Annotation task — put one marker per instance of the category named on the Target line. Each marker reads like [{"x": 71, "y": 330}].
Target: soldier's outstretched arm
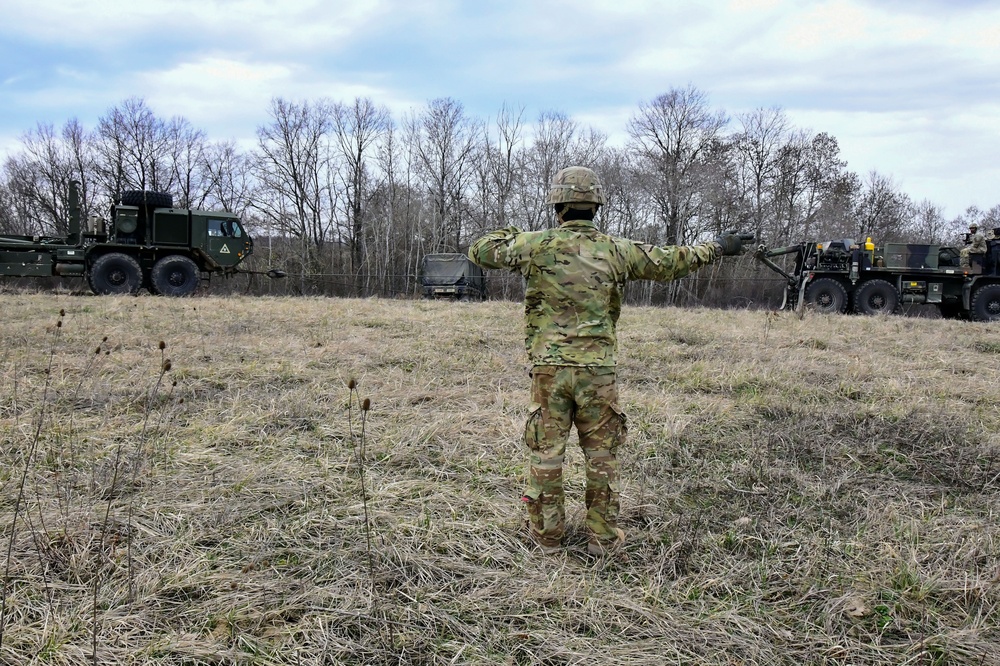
[
  {"x": 498, "y": 249},
  {"x": 668, "y": 262}
]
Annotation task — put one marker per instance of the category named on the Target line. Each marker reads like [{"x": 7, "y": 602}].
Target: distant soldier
[
  {"x": 574, "y": 280},
  {"x": 975, "y": 243}
]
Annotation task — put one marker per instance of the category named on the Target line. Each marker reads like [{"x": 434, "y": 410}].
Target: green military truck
[
  {"x": 452, "y": 275},
  {"x": 842, "y": 276},
  {"x": 146, "y": 243}
]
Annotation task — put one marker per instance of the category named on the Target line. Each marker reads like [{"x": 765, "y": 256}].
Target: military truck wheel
[
  {"x": 876, "y": 297},
  {"x": 175, "y": 275},
  {"x": 985, "y": 305},
  {"x": 115, "y": 273},
  {"x": 827, "y": 295},
  {"x": 143, "y": 198}
]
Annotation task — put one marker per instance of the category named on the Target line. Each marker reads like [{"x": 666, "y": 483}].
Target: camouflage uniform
[
  {"x": 976, "y": 244},
  {"x": 574, "y": 280}
]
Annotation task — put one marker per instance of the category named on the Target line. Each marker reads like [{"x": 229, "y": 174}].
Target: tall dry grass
[{"x": 814, "y": 490}]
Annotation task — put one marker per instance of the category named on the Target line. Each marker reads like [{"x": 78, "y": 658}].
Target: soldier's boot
[
  {"x": 546, "y": 519},
  {"x": 600, "y": 548}
]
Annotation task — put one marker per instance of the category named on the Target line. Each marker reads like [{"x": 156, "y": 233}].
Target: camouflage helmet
[{"x": 576, "y": 185}]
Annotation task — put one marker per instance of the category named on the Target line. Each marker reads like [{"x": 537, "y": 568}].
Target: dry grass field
[{"x": 797, "y": 490}]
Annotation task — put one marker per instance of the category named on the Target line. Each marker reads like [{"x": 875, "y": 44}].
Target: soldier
[
  {"x": 574, "y": 277},
  {"x": 975, "y": 244}
]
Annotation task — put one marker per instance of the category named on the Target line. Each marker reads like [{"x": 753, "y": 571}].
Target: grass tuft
[{"x": 796, "y": 488}]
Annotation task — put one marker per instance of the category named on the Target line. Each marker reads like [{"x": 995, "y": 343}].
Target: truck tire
[
  {"x": 827, "y": 295},
  {"x": 115, "y": 273},
  {"x": 174, "y": 275},
  {"x": 143, "y": 198},
  {"x": 985, "y": 305},
  {"x": 876, "y": 297}
]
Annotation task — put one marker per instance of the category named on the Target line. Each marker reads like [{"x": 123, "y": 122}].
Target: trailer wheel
[
  {"x": 985, "y": 305},
  {"x": 144, "y": 198},
  {"x": 175, "y": 275},
  {"x": 115, "y": 273},
  {"x": 827, "y": 295},
  {"x": 876, "y": 297}
]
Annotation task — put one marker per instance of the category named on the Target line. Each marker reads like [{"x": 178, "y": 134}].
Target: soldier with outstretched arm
[{"x": 574, "y": 278}]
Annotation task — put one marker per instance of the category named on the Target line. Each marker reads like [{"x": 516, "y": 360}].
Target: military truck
[
  {"x": 146, "y": 243},
  {"x": 452, "y": 275},
  {"x": 843, "y": 276}
]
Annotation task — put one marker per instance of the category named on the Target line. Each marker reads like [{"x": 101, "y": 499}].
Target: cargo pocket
[
  {"x": 622, "y": 429},
  {"x": 533, "y": 430}
]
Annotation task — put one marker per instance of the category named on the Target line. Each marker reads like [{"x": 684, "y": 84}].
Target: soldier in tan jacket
[{"x": 574, "y": 278}]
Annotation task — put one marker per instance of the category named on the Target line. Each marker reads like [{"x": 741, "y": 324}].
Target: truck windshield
[{"x": 226, "y": 228}]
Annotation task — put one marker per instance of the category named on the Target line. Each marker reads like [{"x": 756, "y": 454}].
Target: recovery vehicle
[
  {"x": 842, "y": 276},
  {"x": 452, "y": 275},
  {"x": 146, "y": 243}
]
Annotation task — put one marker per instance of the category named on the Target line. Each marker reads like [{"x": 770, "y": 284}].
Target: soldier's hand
[{"x": 731, "y": 242}]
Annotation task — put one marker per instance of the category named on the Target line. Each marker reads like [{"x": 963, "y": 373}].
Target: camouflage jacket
[{"x": 574, "y": 279}]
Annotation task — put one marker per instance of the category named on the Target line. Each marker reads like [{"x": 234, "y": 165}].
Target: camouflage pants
[{"x": 561, "y": 397}]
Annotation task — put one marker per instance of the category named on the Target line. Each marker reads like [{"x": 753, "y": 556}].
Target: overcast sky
[{"x": 910, "y": 88}]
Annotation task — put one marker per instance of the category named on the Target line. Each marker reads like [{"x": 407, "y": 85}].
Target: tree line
[{"x": 347, "y": 199}]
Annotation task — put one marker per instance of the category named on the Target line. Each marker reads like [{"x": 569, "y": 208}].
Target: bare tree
[
  {"x": 445, "y": 140},
  {"x": 358, "y": 128},
  {"x": 37, "y": 178},
  {"x": 496, "y": 172},
  {"x": 132, "y": 149},
  {"x": 881, "y": 210},
  {"x": 229, "y": 181},
  {"x": 293, "y": 169},
  {"x": 762, "y": 145},
  {"x": 670, "y": 135},
  {"x": 185, "y": 147}
]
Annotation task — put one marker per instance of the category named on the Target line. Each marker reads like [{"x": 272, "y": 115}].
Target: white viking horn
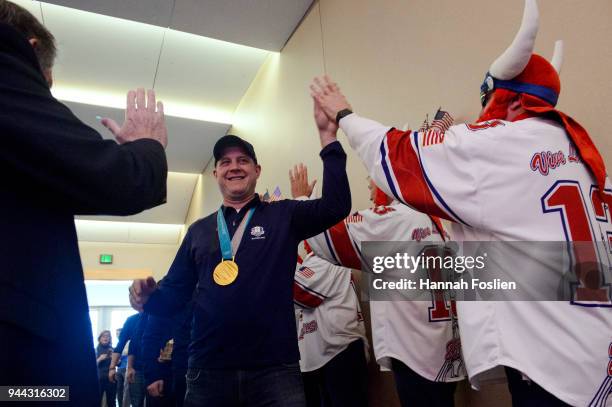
[
  {"x": 557, "y": 61},
  {"x": 512, "y": 62}
]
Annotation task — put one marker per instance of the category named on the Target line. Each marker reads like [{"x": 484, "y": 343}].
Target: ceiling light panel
[
  {"x": 200, "y": 71},
  {"x": 102, "y": 54}
]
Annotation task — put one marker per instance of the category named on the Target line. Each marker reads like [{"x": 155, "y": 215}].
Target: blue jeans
[
  {"x": 274, "y": 386},
  {"x": 137, "y": 390}
]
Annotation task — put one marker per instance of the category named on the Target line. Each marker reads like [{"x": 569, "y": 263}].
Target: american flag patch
[
  {"x": 355, "y": 218},
  {"x": 432, "y": 136},
  {"x": 442, "y": 121},
  {"x": 306, "y": 272}
]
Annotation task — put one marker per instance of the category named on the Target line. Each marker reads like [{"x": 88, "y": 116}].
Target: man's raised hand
[
  {"x": 327, "y": 94},
  {"x": 140, "y": 291},
  {"x": 299, "y": 181},
  {"x": 144, "y": 118}
]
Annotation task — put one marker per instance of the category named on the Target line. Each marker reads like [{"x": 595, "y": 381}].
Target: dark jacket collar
[
  {"x": 251, "y": 204},
  {"x": 14, "y": 43}
]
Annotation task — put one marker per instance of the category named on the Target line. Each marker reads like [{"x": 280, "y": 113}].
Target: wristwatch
[{"x": 341, "y": 114}]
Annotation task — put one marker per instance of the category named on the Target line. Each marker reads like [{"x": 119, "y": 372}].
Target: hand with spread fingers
[
  {"x": 140, "y": 291},
  {"x": 156, "y": 389},
  {"x": 328, "y": 96},
  {"x": 144, "y": 118},
  {"x": 299, "y": 181}
]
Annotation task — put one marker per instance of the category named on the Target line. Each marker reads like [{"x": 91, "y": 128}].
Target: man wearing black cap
[{"x": 241, "y": 262}]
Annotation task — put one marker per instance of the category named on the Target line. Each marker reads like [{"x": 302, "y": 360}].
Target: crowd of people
[{"x": 241, "y": 319}]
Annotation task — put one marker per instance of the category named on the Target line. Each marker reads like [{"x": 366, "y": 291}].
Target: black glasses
[{"x": 485, "y": 97}]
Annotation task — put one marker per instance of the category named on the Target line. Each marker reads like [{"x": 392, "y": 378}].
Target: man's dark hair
[{"x": 24, "y": 22}]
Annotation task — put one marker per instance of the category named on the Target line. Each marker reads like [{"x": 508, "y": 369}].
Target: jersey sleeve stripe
[
  {"x": 412, "y": 183},
  {"x": 344, "y": 246},
  {"x": 453, "y": 216},
  {"x": 305, "y": 296},
  {"x": 387, "y": 171},
  {"x": 330, "y": 247}
]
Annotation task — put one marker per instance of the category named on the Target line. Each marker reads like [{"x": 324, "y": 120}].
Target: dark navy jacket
[
  {"x": 251, "y": 322},
  {"x": 157, "y": 333},
  {"x": 54, "y": 167},
  {"x": 129, "y": 327}
]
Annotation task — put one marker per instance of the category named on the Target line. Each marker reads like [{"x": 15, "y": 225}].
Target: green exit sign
[{"x": 106, "y": 259}]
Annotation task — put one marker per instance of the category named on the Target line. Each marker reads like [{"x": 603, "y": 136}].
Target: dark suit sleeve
[
  {"x": 312, "y": 217},
  {"x": 55, "y": 158},
  {"x": 157, "y": 332},
  {"x": 176, "y": 289},
  {"x": 136, "y": 342},
  {"x": 126, "y": 333}
]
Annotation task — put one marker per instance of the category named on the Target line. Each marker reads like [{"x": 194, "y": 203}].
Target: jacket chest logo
[{"x": 257, "y": 232}]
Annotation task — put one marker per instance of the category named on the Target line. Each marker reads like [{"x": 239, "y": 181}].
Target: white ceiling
[
  {"x": 190, "y": 142},
  {"x": 265, "y": 24},
  {"x": 107, "y": 47}
]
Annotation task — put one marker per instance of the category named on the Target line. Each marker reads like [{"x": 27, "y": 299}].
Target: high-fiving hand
[
  {"x": 140, "y": 291},
  {"x": 144, "y": 118},
  {"x": 328, "y": 96},
  {"x": 299, "y": 181}
]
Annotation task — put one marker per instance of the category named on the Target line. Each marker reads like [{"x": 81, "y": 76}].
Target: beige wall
[
  {"x": 397, "y": 60},
  {"x": 128, "y": 256}
]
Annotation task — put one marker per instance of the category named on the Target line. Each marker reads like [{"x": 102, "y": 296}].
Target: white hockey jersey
[
  {"x": 510, "y": 181},
  {"x": 328, "y": 314},
  {"x": 418, "y": 333}
]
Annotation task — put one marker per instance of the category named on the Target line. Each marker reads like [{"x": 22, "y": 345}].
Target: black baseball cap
[{"x": 232, "y": 141}]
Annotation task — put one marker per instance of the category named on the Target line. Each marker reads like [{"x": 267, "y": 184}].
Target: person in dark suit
[{"x": 54, "y": 167}]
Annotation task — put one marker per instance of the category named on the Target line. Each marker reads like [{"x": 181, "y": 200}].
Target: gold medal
[{"x": 226, "y": 272}]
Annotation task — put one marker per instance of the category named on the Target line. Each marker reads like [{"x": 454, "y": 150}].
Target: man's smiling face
[{"x": 236, "y": 174}]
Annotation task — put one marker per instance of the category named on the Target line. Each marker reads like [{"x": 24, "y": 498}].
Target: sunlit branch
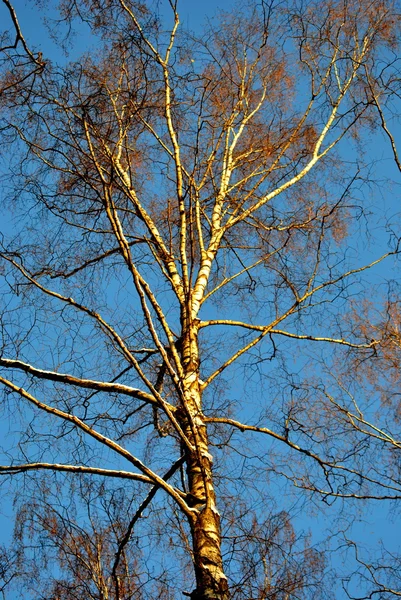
[{"x": 24, "y": 467}]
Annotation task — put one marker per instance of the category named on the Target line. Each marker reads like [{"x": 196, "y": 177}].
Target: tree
[{"x": 189, "y": 209}]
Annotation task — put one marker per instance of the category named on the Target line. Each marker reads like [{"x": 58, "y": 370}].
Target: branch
[{"x": 175, "y": 494}]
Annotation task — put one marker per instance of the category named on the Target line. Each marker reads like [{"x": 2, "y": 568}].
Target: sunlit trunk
[{"x": 211, "y": 582}]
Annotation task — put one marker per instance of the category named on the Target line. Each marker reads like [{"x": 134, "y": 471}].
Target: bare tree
[{"x": 189, "y": 214}]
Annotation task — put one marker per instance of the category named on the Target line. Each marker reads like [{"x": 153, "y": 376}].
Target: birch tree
[{"x": 187, "y": 311}]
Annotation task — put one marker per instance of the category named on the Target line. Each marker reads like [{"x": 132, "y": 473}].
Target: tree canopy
[{"x": 200, "y": 323}]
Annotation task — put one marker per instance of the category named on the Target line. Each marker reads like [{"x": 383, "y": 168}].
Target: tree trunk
[{"x": 211, "y": 582}]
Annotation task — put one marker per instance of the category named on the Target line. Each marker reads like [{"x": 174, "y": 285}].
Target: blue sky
[{"x": 193, "y": 13}]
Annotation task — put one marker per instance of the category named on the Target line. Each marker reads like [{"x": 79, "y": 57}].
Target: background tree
[{"x": 187, "y": 317}]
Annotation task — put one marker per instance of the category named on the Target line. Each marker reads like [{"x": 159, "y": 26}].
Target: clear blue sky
[{"x": 193, "y": 14}]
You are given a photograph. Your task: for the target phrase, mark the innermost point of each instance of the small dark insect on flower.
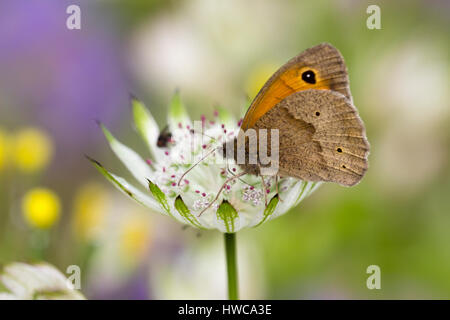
(164, 138)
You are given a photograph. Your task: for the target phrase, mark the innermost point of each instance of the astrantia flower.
(241, 204)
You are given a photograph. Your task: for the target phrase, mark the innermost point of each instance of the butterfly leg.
(220, 190)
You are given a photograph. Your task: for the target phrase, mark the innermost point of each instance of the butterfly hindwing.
(321, 137)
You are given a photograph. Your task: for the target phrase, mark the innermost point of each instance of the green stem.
(230, 251)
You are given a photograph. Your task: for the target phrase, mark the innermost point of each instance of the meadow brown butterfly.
(321, 136)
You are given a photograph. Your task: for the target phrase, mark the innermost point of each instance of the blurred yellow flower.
(135, 238)
(33, 150)
(258, 77)
(41, 208)
(89, 210)
(4, 150)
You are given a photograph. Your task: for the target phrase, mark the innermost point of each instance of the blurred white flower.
(241, 203)
(36, 282)
(413, 105)
(206, 47)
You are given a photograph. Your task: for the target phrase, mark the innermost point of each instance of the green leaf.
(132, 161)
(186, 213)
(269, 209)
(146, 127)
(177, 113)
(127, 188)
(159, 196)
(228, 214)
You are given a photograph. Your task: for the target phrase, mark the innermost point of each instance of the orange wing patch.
(286, 84)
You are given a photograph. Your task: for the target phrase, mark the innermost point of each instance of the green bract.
(240, 205)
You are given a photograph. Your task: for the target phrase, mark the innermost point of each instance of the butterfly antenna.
(195, 164)
(220, 190)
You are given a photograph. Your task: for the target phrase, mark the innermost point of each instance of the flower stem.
(230, 251)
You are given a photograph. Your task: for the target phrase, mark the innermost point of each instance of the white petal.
(132, 161)
(147, 128)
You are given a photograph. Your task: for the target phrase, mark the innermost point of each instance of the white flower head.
(240, 204)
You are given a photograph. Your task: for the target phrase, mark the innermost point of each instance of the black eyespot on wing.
(164, 138)
(309, 77)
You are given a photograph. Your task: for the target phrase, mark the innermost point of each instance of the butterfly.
(320, 134)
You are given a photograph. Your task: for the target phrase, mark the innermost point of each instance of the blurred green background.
(55, 82)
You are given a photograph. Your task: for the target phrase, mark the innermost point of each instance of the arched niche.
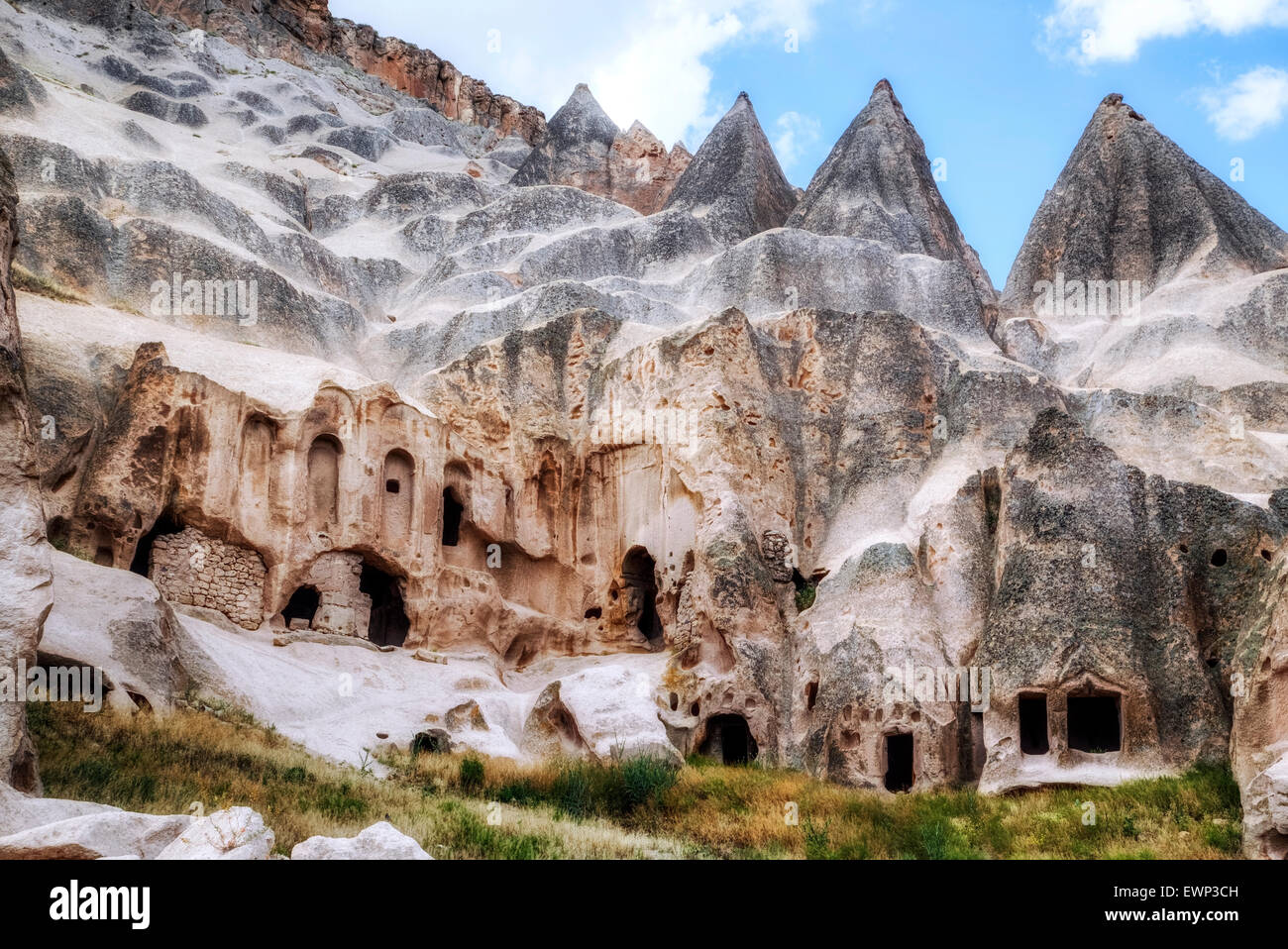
(256, 469)
(398, 493)
(323, 480)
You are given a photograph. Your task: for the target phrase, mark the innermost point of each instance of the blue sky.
(1000, 91)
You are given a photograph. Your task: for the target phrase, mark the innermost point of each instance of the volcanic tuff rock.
(585, 149)
(25, 579)
(734, 183)
(1131, 205)
(691, 479)
(296, 30)
(877, 183)
(576, 147)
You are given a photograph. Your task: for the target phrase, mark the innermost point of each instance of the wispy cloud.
(795, 134)
(1252, 103)
(1090, 31)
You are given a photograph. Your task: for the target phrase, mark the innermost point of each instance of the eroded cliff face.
(677, 460)
(25, 579)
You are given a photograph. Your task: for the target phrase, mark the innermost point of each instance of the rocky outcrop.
(25, 577)
(292, 30)
(879, 184)
(380, 841)
(237, 833)
(584, 149)
(642, 174)
(1258, 742)
(575, 150)
(1117, 612)
(734, 183)
(94, 836)
(1129, 205)
(734, 476)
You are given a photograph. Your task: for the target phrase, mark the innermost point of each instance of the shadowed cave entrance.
(1033, 725)
(301, 605)
(1095, 724)
(165, 524)
(729, 741)
(452, 512)
(387, 625)
(639, 572)
(900, 763)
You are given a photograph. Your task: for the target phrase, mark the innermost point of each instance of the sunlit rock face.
(587, 443)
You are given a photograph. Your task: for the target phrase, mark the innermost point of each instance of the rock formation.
(584, 149)
(877, 183)
(557, 459)
(25, 579)
(734, 184)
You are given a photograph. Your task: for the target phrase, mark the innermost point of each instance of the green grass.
(44, 286)
(469, 806)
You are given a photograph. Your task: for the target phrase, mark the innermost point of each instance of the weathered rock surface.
(25, 580)
(380, 841)
(734, 183)
(120, 625)
(877, 183)
(237, 833)
(657, 471)
(20, 811)
(584, 149)
(93, 836)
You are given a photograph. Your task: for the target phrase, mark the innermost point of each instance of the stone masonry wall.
(198, 571)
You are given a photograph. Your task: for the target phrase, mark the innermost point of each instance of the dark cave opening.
(900, 763)
(163, 524)
(729, 739)
(1095, 724)
(639, 571)
(1034, 738)
(452, 512)
(301, 605)
(387, 625)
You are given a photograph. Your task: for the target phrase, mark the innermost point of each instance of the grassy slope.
(619, 810)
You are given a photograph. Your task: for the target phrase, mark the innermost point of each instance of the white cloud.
(643, 59)
(797, 133)
(1091, 31)
(1254, 101)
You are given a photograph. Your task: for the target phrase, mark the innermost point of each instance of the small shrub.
(471, 776)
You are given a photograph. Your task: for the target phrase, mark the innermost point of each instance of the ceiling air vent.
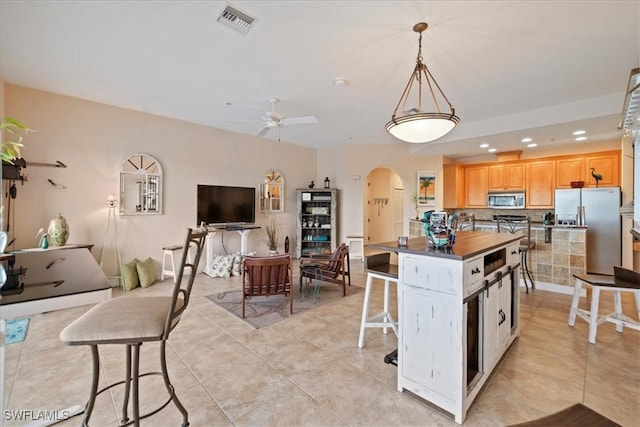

→ REQUIRED WORK: Retype word for word the span of lines above that begins with the line containing "the small shrub." and ends with the last line of the records; skip all pictures.

→ RESPONSE FOR THIS EXERCISE:
You are given a photograph. Your task: for the target phrase, mark the innermost point of each instance of the small shrub.
(471, 776)
You are given a photograph. Your task: for the target phrase, mark the innermost point of each instance of the ceiling air vent.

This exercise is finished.